WHAT YOU SHOULD DO | Reproduce, without any change, the lines in the items below that run from the line containing "Outline every instance of the reed" through the line containing "M 0 296 L 0", with both of those lines included.

(Extracted records)
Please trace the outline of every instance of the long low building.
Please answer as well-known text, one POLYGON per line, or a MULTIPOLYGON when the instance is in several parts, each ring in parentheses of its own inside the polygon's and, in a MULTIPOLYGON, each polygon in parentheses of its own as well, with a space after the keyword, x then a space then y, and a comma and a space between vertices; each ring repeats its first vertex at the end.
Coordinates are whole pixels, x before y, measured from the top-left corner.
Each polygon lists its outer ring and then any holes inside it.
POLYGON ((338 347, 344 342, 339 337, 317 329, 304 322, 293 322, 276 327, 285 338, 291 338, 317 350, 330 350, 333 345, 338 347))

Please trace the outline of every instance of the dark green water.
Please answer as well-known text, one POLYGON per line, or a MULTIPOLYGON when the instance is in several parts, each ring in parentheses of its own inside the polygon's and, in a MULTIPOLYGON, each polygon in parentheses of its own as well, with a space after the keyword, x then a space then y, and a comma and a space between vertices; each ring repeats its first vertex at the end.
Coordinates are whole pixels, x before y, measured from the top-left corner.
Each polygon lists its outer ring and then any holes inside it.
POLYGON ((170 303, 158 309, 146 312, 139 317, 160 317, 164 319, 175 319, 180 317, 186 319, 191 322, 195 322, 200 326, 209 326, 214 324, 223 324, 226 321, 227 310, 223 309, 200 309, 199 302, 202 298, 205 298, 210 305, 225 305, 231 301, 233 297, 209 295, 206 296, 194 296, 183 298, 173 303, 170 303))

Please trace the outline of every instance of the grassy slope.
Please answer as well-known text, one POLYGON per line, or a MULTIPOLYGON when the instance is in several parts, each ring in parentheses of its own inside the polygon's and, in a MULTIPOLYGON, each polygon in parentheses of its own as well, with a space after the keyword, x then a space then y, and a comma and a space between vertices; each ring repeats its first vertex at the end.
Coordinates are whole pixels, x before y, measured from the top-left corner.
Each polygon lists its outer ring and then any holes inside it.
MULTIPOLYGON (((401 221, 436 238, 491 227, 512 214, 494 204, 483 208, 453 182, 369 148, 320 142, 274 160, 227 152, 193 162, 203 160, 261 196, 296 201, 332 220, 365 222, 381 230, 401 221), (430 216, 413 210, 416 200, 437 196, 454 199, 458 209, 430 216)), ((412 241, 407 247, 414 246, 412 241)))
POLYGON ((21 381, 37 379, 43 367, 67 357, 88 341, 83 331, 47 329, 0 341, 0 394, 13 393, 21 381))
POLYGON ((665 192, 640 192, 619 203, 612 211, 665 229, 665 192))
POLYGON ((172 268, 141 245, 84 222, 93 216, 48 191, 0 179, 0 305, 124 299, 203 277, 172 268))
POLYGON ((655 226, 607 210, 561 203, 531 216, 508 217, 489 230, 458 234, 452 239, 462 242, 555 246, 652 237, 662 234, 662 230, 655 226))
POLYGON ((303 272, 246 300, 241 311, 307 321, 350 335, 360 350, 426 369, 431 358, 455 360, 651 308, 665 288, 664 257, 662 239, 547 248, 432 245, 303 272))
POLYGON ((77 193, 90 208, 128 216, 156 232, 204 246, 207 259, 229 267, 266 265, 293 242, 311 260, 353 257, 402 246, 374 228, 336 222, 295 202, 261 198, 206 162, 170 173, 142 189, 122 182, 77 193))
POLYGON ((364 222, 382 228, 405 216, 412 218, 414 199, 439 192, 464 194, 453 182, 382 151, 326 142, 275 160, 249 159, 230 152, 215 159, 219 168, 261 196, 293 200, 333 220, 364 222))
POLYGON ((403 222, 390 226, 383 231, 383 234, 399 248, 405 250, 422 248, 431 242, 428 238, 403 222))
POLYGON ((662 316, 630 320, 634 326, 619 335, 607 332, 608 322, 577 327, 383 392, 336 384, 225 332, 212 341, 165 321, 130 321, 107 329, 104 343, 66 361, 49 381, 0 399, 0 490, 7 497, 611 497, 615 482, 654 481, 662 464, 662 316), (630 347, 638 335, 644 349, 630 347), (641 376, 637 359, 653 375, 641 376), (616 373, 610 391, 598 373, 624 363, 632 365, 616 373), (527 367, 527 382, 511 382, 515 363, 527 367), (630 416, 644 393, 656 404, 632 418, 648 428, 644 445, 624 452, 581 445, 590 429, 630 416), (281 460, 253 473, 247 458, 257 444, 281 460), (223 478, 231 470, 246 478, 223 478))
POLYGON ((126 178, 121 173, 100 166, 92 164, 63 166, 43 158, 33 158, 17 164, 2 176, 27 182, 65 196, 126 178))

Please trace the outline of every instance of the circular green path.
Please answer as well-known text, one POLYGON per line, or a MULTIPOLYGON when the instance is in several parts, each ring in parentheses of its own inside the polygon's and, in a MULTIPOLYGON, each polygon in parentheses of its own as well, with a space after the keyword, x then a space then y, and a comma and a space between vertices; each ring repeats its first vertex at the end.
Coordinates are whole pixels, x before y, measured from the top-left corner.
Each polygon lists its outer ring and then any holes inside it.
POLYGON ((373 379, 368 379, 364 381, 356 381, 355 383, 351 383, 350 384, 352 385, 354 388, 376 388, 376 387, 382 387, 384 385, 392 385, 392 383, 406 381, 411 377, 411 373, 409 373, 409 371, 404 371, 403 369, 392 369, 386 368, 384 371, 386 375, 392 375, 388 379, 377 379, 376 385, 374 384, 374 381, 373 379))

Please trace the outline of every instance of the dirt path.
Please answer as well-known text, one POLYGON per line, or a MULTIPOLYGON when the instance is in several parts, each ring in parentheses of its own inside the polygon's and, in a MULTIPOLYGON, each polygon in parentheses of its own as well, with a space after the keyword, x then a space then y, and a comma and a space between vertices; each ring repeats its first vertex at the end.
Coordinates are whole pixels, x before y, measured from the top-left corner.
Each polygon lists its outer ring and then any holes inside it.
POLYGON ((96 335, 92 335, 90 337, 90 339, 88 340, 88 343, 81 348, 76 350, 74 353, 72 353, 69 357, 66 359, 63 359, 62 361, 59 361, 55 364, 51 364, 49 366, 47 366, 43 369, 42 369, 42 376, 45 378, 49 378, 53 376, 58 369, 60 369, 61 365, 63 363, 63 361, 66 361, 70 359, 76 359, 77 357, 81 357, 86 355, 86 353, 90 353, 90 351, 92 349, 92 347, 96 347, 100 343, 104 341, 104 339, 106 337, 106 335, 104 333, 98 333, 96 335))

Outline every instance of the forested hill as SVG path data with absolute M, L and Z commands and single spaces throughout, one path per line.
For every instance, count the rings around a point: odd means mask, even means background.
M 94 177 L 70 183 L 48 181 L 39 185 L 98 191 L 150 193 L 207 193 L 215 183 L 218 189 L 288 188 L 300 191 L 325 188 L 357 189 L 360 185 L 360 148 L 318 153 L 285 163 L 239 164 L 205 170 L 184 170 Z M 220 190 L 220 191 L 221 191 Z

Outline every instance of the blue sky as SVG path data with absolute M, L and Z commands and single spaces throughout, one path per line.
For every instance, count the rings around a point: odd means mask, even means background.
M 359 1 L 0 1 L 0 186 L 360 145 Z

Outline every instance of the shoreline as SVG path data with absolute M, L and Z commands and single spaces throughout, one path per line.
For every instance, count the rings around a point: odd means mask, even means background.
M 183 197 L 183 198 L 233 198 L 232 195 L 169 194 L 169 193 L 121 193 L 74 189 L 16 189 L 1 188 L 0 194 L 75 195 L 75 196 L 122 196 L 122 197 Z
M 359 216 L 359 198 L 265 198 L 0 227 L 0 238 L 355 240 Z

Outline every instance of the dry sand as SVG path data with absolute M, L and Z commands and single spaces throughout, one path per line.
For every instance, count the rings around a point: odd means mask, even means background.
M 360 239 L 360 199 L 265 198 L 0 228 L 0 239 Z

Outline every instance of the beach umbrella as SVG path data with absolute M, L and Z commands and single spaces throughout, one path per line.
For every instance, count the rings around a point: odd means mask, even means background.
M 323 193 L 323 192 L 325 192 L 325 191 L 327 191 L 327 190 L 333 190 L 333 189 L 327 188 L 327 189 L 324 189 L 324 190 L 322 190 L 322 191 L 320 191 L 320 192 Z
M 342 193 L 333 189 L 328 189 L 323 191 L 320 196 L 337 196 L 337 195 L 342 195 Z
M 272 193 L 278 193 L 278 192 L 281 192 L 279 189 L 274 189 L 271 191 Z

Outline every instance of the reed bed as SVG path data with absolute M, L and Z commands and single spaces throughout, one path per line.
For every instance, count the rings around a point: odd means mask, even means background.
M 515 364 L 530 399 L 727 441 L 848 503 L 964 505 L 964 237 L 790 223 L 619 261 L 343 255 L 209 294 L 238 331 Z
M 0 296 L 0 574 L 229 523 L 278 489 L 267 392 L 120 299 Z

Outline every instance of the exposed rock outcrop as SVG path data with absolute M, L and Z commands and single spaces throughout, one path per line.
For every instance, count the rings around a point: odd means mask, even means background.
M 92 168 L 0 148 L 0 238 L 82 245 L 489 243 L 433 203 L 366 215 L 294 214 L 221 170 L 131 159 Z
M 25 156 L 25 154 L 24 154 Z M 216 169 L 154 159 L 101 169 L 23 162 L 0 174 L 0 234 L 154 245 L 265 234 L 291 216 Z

EXERCISE ANSWER |
Outline every instance of the reed bed as SVG path data with absolute M, L and Z commands and single spaces throughout, one path per line.
For every instance, count the rings around a point: odd means mask, even means background.
M 515 364 L 530 399 L 727 441 L 848 503 L 964 505 L 964 237 L 790 223 L 619 261 L 343 255 L 209 294 L 238 331 Z
M 0 296 L 0 574 L 229 523 L 278 489 L 267 392 L 120 299 Z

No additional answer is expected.